What you will do
Please repeat each of the records that follow, exactly as written.

--- Material provided Enclosed Below ---

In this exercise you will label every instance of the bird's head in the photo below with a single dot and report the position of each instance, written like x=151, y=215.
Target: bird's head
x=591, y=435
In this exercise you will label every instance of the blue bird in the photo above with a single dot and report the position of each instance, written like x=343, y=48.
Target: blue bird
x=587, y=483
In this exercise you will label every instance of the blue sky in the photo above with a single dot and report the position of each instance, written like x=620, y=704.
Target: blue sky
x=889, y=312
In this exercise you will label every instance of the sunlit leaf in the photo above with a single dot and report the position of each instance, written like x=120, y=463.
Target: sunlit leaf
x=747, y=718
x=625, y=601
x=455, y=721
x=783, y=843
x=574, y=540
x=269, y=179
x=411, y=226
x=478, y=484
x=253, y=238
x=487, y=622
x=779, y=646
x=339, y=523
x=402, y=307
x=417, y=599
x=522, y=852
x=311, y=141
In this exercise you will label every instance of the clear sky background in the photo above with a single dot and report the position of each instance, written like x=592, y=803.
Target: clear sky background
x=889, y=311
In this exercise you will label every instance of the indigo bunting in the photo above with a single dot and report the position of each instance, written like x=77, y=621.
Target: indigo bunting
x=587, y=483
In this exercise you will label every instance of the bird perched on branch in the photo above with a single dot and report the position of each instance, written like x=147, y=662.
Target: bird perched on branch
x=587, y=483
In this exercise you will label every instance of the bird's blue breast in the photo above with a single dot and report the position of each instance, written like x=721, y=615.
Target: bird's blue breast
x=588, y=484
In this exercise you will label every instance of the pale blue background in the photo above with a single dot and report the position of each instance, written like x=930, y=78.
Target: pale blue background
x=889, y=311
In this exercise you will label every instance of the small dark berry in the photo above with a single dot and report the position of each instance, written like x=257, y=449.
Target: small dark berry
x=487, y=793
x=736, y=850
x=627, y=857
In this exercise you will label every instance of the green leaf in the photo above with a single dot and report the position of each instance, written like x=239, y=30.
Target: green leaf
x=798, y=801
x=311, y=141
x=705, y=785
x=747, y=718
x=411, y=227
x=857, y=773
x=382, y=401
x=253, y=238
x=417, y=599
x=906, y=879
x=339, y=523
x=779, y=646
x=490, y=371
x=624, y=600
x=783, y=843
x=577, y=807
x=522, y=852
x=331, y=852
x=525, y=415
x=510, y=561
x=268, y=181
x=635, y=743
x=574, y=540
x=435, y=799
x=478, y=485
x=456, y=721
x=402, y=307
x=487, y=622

--- End of Enclosed Material provided ---

Answer area
In this exercise you will label every instance of the bird's head in the photo below with a single dot and report the position of each instance, written like x=151, y=215.
Target: bird's head
x=591, y=435
In this exercise you will label every instance of the blue bird in the photo above with a single dot and report the position of each instance, written like x=343, y=48.
Target: blue bird
x=587, y=483
In this exercise you will label every instance of the blue sky in the photo above with a single dot and report the position of each instance, written like x=620, y=704.
Target: blue sky
x=889, y=312
In this exercise you will label every instance of the sunlit leaf in the photo above with a single dot and report the position of each instance, written like x=120, y=463.
Target: sunlit leaf
x=747, y=718
x=625, y=601
x=455, y=721
x=783, y=843
x=574, y=540
x=269, y=179
x=411, y=226
x=478, y=484
x=253, y=238
x=487, y=622
x=779, y=646
x=339, y=523
x=402, y=307
x=417, y=599
x=522, y=852
x=311, y=141
In this exercise you will label every instance of the clear sky background in the photo above with a single dot and report the position of each instance, written like x=592, y=803.
Target: clear sky background
x=889, y=311
In this exercise you will label every instance of the indigo bunting in the photo above with a single dot and report the position of each instance, written like x=77, y=621.
Target: indigo bunting
x=587, y=483
In this exercise you will label every instance of the bird perched on branch in the photo above with a single dot and report the position of each instance, written like x=147, y=662.
Target: bird perched on branch
x=587, y=483
In this exercise you will label every instance of the bird's blue breast in the photo above with a single dot and report the position of each instance, written like x=721, y=615.
Target: bird's blue breast
x=588, y=484
In this exercise you will label every instance of the pale blue background in the photo above with a single dot and report the position of each instance, written like x=930, y=78.
Target: pale blue background
x=889, y=311
In this exercise you will label every instance of the small dark berry in the photo above with a single dot and report the position of each instance, written like x=257, y=449.
Target: small dark berry
x=487, y=793
x=736, y=850
x=627, y=857
In this exercise you will label every instance of the green leaf in the photo above with a single dot and report the position of each instance, written like x=239, y=30.
Target: green leaf
x=798, y=801
x=311, y=141
x=705, y=785
x=747, y=718
x=411, y=227
x=857, y=773
x=382, y=401
x=253, y=238
x=417, y=599
x=906, y=879
x=339, y=523
x=779, y=646
x=490, y=371
x=624, y=600
x=783, y=843
x=577, y=807
x=522, y=852
x=331, y=852
x=525, y=415
x=510, y=561
x=268, y=181
x=635, y=743
x=574, y=540
x=435, y=799
x=478, y=485
x=456, y=721
x=402, y=307
x=487, y=622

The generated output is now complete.